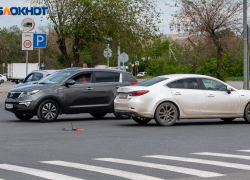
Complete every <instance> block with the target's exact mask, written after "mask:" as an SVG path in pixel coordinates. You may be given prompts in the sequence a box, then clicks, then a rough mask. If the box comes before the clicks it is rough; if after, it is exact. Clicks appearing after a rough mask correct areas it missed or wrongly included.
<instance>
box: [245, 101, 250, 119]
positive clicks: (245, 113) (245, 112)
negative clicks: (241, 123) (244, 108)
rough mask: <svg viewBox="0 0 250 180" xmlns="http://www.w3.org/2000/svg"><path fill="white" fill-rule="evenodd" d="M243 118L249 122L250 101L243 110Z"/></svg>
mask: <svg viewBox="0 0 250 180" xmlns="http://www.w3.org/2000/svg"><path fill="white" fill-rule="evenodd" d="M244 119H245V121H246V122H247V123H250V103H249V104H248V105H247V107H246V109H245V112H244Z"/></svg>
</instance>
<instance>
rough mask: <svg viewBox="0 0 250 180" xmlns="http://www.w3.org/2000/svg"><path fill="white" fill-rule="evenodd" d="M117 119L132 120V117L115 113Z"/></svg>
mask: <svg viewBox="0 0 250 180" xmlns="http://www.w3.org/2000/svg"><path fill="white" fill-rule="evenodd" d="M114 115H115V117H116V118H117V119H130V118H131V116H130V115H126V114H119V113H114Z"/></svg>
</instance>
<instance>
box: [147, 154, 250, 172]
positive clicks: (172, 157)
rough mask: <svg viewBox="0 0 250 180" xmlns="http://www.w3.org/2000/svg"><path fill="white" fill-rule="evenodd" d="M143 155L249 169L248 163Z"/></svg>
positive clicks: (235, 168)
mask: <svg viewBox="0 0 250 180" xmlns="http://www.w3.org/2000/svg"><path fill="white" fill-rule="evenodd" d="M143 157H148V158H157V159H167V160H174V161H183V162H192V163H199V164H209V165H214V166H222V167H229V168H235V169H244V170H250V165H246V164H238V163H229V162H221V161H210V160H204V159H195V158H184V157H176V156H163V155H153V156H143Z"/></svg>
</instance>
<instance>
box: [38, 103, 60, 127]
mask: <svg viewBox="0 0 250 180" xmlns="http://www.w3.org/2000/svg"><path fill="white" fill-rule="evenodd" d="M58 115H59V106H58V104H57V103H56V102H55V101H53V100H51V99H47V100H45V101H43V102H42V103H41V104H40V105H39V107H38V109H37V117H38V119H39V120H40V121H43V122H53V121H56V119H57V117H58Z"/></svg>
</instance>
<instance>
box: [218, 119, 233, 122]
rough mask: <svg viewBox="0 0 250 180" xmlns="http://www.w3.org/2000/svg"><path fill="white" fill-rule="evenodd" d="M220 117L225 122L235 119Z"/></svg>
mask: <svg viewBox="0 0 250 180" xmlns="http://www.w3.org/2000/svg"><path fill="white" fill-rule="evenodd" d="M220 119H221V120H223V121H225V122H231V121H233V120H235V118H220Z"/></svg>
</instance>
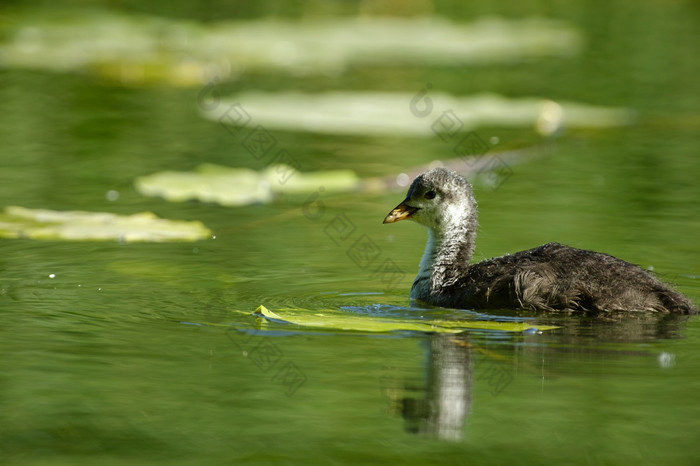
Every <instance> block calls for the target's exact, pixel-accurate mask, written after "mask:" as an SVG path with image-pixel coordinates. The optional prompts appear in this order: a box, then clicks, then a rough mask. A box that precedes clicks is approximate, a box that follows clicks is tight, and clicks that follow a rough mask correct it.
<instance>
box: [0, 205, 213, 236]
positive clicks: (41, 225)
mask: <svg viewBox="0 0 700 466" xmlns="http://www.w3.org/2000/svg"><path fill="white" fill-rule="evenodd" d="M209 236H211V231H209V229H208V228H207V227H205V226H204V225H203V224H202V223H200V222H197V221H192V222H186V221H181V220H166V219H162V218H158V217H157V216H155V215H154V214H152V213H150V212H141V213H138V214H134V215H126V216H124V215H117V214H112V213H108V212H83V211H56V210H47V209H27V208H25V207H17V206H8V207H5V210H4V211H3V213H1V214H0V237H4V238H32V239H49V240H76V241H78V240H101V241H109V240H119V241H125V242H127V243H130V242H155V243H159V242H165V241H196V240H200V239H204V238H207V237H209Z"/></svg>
○ ○ ○ ○
Task instructions:
Please copy out all the entries above word for word, leaving out the pictures.

Answer:
Complete every <instance> block with the target's exact mask, written after "mask:" as an SVG path in pixel coordinates. You may be given prompts in the sequence a box, then clicks, then a rough mask. If the box comes before the clicks it is rough; if after, it is exact. Clicks appearing after a rough mask correct areas it missed or wrongly included.
<instance>
box: [245, 101, 250, 119]
positive clicks: (245, 113) (245, 112)
negative clicks: (241, 123) (244, 108)
rough mask: <svg viewBox="0 0 250 180" xmlns="http://www.w3.org/2000/svg"><path fill="white" fill-rule="evenodd" d="M243 118L249 122L250 101L243 110Z"/></svg>
mask: <svg viewBox="0 0 250 180" xmlns="http://www.w3.org/2000/svg"><path fill="white" fill-rule="evenodd" d="M244 119H245V121H246V122H247V123H250V103H249V104H248V105H247V107H246V109H245V112H244Z"/></svg>
</instance>
<instance>
rough mask: <svg viewBox="0 0 250 180" xmlns="http://www.w3.org/2000/svg"><path fill="white" fill-rule="evenodd" d="M117 119L132 120V117L115 113Z"/></svg>
mask: <svg viewBox="0 0 250 180" xmlns="http://www.w3.org/2000/svg"><path fill="white" fill-rule="evenodd" d="M114 115H115V117H116V118H117V119H130V118H131V116H130V115H126V114H119V113H114Z"/></svg>
</instance>
<instance>
box: [147, 154, 250, 172]
positive clicks: (172, 157)
rough mask: <svg viewBox="0 0 250 180" xmlns="http://www.w3.org/2000/svg"><path fill="white" fill-rule="evenodd" d="M143 155L249 169L248 163Z"/></svg>
positive clicks: (235, 168)
mask: <svg viewBox="0 0 250 180" xmlns="http://www.w3.org/2000/svg"><path fill="white" fill-rule="evenodd" d="M143 157H148V158H157V159H167V160H174V161H183V162H192V163H199V164H209V165H214V166H222V167H229V168H235V169H244V170H250V165H246V164H238V163H229V162H221V161H210V160H204V159H195V158H184V157H176V156H163V155H153V156H143Z"/></svg>
</instance>
<instance>
box: [38, 103, 60, 127]
mask: <svg viewBox="0 0 250 180" xmlns="http://www.w3.org/2000/svg"><path fill="white" fill-rule="evenodd" d="M58 115H59V106H58V104H57V103H56V102H55V101H53V100H51V99H47V100H45V101H43V102H42V103H41V104H40V105H39V107H38V109H37V117H38V119H39V120H40V121H43V122H53V121H56V119H57V117H58Z"/></svg>
</instance>
<instance>
box: [218, 119, 233, 122]
rough mask: <svg viewBox="0 0 250 180" xmlns="http://www.w3.org/2000/svg"><path fill="white" fill-rule="evenodd" d="M220 117L225 122L235 119Z"/></svg>
mask: <svg viewBox="0 0 250 180" xmlns="http://www.w3.org/2000/svg"><path fill="white" fill-rule="evenodd" d="M220 119H221V120H223V121H225V122H231V121H233V120H235V118H220Z"/></svg>
</instance>
Every <instance> block calls for the target's exact, pixel-accurate mask, written after "mask:" as an SVG path with image-pixel coordinates. The optional prompts appear in this order: a box, then clicks, then a rough mask. A box that precedes clicks is approximate, a box that follows clicks is tight, and clicks that follow a rough mask correct it.
<instance>
box: [0, 205, 213, 236]
positive clicks: (41, 225)
mask: <svg viewBox="0 0 700 466" xmlns="http://www.w3.org/2000/svg"><path fill="white" fill-rule="evenodd" d="M209 236H211V231H209V229H208V228H207V227H205V226H204V225H203V224H202V223H200V222H197V221H192V222H186V221H181V220H166V219H162V218H158V217H157V216H155V215H154V214H152V213H150V212H141V213H138V214H134V215H126V216H124V215H117V214H112V213H108V212H83V211H56V210H47V209H27V208H25V207H17V206H8V207H5V210H4V211H3V213H1V214H0V237H4V238H32V239H49V240H76V241H78V240H101V241H109V240H119V241H125V242H127V243H130V242H155V243H159V242H165V241H196V240H200V239H204V238H207V237H209Z"/></svg>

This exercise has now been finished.